■ **HOW TO COMPLETE THIS TASK**
In the copy you make, keep each entry exactly as it is and leave out all images.

PROVIDED RECORDS Start Marker

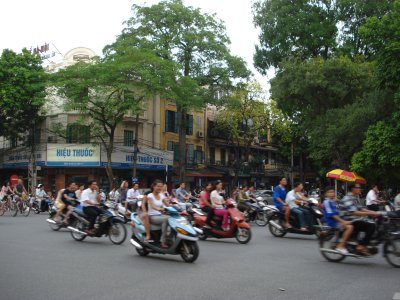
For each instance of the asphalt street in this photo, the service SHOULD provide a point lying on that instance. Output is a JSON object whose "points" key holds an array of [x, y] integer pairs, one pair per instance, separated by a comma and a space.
{"points": [[38, 263]]}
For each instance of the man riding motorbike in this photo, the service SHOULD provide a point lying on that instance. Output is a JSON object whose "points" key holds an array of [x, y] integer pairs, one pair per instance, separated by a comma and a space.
{"points": [[351, 212], [295, 199]]}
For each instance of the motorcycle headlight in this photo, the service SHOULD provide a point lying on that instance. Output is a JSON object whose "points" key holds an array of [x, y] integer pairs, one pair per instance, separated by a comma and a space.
{"points": [[182, 231]]}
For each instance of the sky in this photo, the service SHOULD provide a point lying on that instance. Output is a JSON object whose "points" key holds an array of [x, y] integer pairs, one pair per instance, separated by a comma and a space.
{"points": [[96, 23]]}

PROVIDED RECORDS End Marker

■ **OUTPUT BELOW**
For each instance of the asphalt street in this photo, the service SHOULD provide a point lying on that instance. Output is a JSON object whose "points" key holds an array of [x, y] integer pairs, one pair per instance, separated by a comma and a space.
{"points": [[38, 263]]}
For each instance of the man riding motorbike in this photo, the service SHOULD provide a point lying on that instance. Output is a JSON object whose "points" key holds an array of [x, y] integer pairs, one pair per instance, separated by a comma and a space.
{"points": [[351, 212], [295, 199]]}
For each instance of the motorcycle headlight in this photo, the service SHOULD provide a point lying on that instance. Output is a JSON object whose "points" key holds an array of [x, y] integer pairs, one pair per instance, separated by a comma and a space.
{"points": [[182, 231]]}
For each instance of the sky in this photo, the service SHOULD provide a point lying on that instance. Output is a JSON object whose "points" key holds an array of [x, y] integer pairs, one pair per instance, separated by a comma and a space.
{"points": [[96, 23]]}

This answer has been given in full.